● **Page text**
▼
In October 2012, FASB has issued Accounting Standards Update (ASU) No. 2012-07, Entertainment--Films (Topic 926): Accounting for Fair Value Information That Arises after the Measurement Date and Its Inclusion in the Impairment Analysis of Unamortized Film Costs. This ASU eliminates the rebuttable presumption that the conditions leading to the write-off of unamortized film costs after the balance sheet date existed as of the balance sheet date. The amendments also eliminate the requirement that an entity incorporate into fair value measurements used in the impairment tests the effects of any changes in estimates resulting from the consideration of subsequent evidence if the information would not have been considered by market participants at the measurement date. or SEC filers, the amendments are effective for impairment assessments performed on or after December 15, 2012. For all other entities, the amendments are effective for impairment assessments performed on or after December 15, 2013. The amendments resulting from this ASU should be applied prospectively. Earlier application is permitted, including for impairment assessments performed as of a date before October 24, 2012, if, for SEC filers, the entity’s financial statements for the most recent annual or interim period have not yet been issued or, for all other entities, have not yet been made available for issuance.
▲
● **Listing**
▼
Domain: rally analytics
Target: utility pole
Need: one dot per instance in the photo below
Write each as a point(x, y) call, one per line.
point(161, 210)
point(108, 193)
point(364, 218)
▲
▼
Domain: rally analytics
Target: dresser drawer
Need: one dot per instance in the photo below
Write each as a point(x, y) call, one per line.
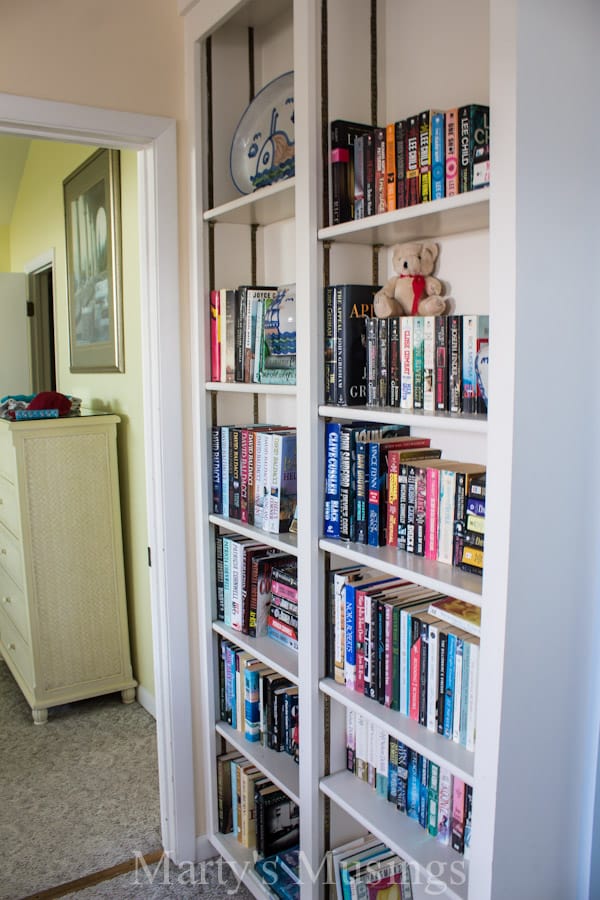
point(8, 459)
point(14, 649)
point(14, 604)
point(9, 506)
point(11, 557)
▲
▼
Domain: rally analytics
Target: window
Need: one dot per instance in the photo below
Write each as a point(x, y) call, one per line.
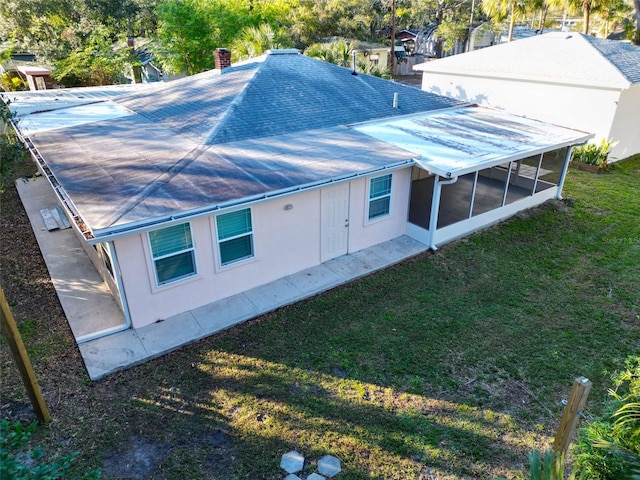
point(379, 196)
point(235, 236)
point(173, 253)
▲
● **Challenges**
a) For each statement about the film-costs passage, answer yes or no and quote the words from the passage that decide it: (i) The update was issued in October 2012. (ii) The amendments are to be applied retrospectively. (iii) Earlier application is not allowed.
b) Extract every line of the listing that contains the string "Target", matching case.
The film-costs passage and the listing have nothing to do with each other.

● **Problem solutions**
a)
(i) Yes: "In October 2012, FASB has issued Accounting Standards Update (ASU) No. 2012-07"
(ii) No: "The amendments resulting from this ASU should be applied prospectively."
(iii) No: "Earlier application is permitted"

b)
Target: utility pole
Target: dresser drawer
Target: window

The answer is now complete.